What the task requires: Reproduce the lines below with "indicate" swapped for "locate" wherever it occurs, leaving everything else the same.

* START Information supplied *

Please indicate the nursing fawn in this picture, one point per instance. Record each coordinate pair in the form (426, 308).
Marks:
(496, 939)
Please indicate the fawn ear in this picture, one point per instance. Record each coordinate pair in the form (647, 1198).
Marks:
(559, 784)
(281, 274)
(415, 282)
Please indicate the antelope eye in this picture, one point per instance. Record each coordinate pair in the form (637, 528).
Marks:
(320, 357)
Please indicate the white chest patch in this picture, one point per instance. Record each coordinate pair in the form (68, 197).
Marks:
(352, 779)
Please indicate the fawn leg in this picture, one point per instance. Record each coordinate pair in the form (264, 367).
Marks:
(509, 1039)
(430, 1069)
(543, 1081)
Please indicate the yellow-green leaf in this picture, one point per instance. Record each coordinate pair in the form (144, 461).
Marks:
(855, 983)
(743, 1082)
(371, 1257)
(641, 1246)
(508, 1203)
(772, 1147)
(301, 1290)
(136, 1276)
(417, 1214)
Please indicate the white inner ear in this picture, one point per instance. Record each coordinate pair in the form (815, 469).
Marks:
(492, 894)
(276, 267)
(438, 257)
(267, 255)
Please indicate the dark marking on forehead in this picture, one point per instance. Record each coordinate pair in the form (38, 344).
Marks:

* END Information supplied *

Written response:
Please locate the nursing fawn in this picture, one point per instance. Record each coordinate pair in the form (426, 308).
Marks:
(496, 939)
Please locate the fawn ear in this picture, one point per instance. Record each coordinate pair in the form (647, 1198).
Marks:
(559, 784)
(281, 274)
(415, 282)
Please locate the antelope eye in this picture, one point per instance. Record each coordinate pair in the form (637, 528).
Marks:
(320, 357)
Please locate the white chest patch in this picture, one point per instance. Record each coordinate pair in the form (68, 197).
Marks:
(352, 779)
Please locate the fawn leg in this picture, one point per instance. Record each coordinate pair in the form (264, 367).
Marks:
(509, 1039)
(430, 1069)
(543, 1081)
Please locate the yellow-green leaf in this picture, one point per instance. Record each coordinate pair in the form (144, 461).
Marks:
(855, 983)
(743, 1082)
(371, 1257)
(641, 1246)
(508, 1203)
(772, 1147)
(301, 1290)
(136, 1276)
(417, 1214)
Please locate the white inner ear in this picture, one point per instance. Record each coordinate pair in the form (815, 469).
Marks:
(492, 894)
(276, 267)
(438, 257)
(267, 255)
Please locate the dark marking on forehead in this picture, one point per instance. Record each coordinate pair in the form (38, 344).
Marks:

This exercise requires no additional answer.